# Aim
Write out, word for word, the lines beginning with the one that contains "Locate the vertical" and continuing through the one that contains "[27,212,58,408]", both included.

# Given entries
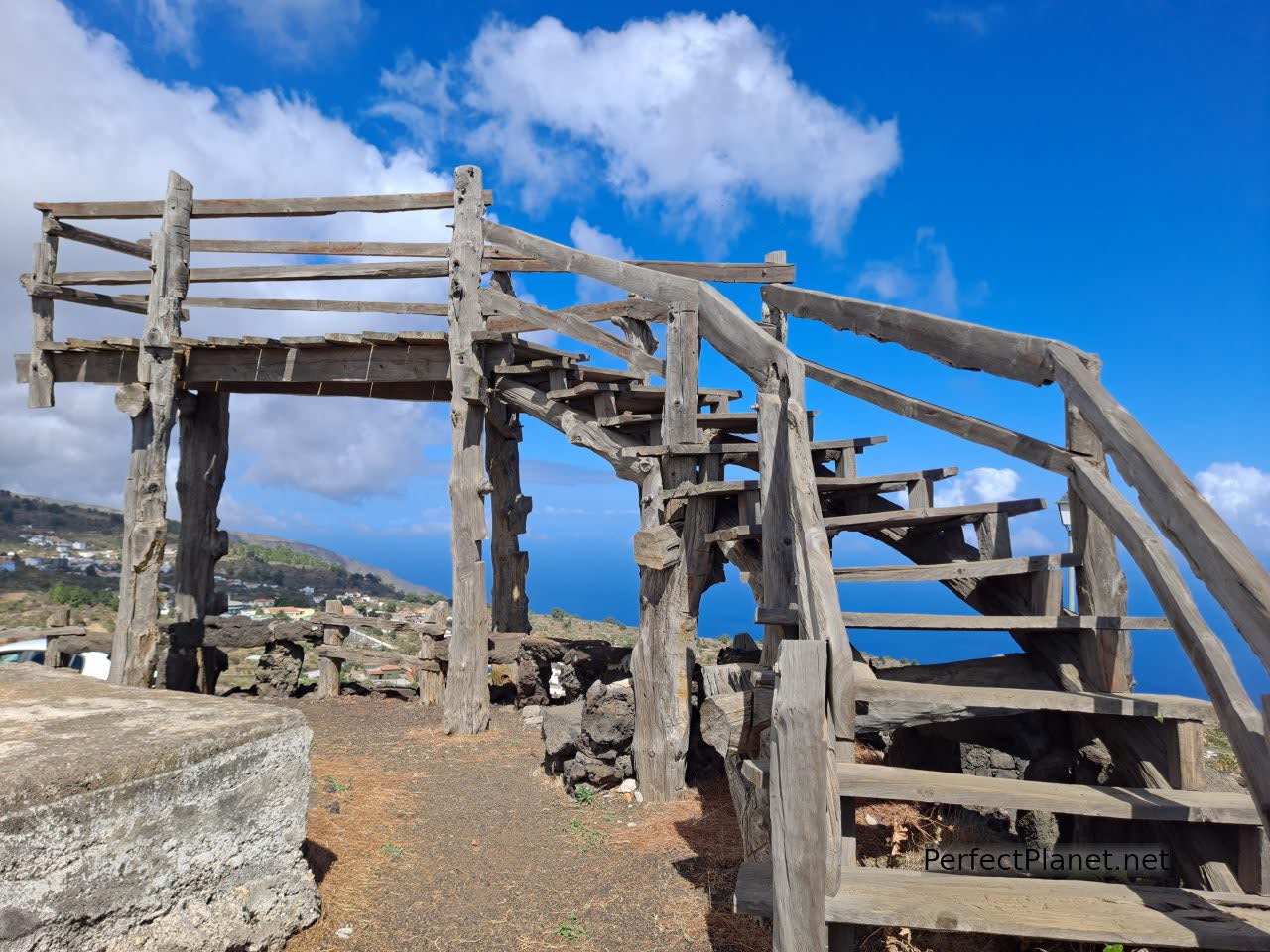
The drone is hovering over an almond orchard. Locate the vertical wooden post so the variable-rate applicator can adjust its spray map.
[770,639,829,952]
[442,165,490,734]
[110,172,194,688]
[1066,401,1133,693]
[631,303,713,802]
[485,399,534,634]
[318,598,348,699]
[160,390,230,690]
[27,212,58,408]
* * *
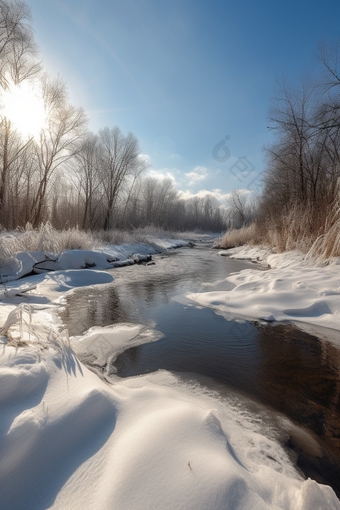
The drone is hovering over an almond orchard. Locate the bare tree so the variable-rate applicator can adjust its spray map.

# Response to the exercise
The drone is hovering over an almond orchard. Locate the vertical wooden post so the variable-rate applicator can adjust its spray map.
[770,639,829,952]
[442,165,490,734]
[110,172,194,688]
[1066,401,1133,693]
[631,303,713,802]
[485,399,534,634]
[318,598,348,699]
[160,390,230,690]
[27,212,58,408]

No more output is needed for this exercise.